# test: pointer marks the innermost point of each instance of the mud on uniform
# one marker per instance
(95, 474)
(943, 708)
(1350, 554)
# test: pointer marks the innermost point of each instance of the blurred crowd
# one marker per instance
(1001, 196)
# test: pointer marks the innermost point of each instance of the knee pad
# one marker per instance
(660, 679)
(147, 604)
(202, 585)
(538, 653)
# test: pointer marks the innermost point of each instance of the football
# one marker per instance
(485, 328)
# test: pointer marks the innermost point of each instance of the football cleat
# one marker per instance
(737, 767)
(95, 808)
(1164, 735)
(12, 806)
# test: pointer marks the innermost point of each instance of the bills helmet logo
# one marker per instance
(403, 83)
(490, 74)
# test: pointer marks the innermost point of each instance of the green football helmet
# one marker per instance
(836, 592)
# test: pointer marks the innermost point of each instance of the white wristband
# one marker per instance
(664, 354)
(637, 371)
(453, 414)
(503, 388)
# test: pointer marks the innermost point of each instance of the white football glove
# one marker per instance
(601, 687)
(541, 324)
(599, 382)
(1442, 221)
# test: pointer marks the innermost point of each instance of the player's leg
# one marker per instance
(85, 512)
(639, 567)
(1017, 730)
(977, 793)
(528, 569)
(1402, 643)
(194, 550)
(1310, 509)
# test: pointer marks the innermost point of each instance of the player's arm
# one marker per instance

(What the task requires)
Scale the listing above by writing out every line again, requests included, with each point coordinate multiplied by 0.4 and rounded to a whole number, halves going up.

(Response for this exercise)
# test: pointer marks the innermost point of each instance of the mud on uniform
# one marker per instance
(38, 190)
(377, 283)
(540, 222)
# test: pointer marks the innermost point of each instance of the blurred crowd
# one marker per instance
(400, 78)
# test: pointer marks the innermost point of each instance of the knee pad
# one marker per instance
(264, 272)
(59, 242)
(81, 234)
(215, 261)
# test: pointer marks the innermost point of each instance of the football
# one marker per instance
(194, 131)
# test: pointer marks the innermost point of each instance of the football cleat
# one marker per instance
(295, 307)
(38, 323)
(466, 294)
(5, 322)
# test: pointer marks the innermost point of each instance of the bills helmet logo
# one marker per instance
(161, 33)
(196, 30)
# test: pointer marks the innermost point of each instance of the green football helmet
# one marker per instance
(334, 237)
# test: pointer marks the innermost point of each instance of the white wristband
# one marker per instance
(266, 142)
(255, 148)
(181, 166)
(201, 155)
# test: pointer marks the innermost point of each instance of the white football glove
# one marker per instance
(240, 275)
(216, 130)
(240, 153)
(577, 88)
# test: pointer marks the innermost point of each instance of the player's leg
# one marker per instance
(34, 205)
(256, 227)
(407, 292)
(391, 317)
(211, 228)
(561, 257)
(78, 220)
(524, 204)
# test: pointer marks the innermost point of each instance of the player's arm
# one marker per instance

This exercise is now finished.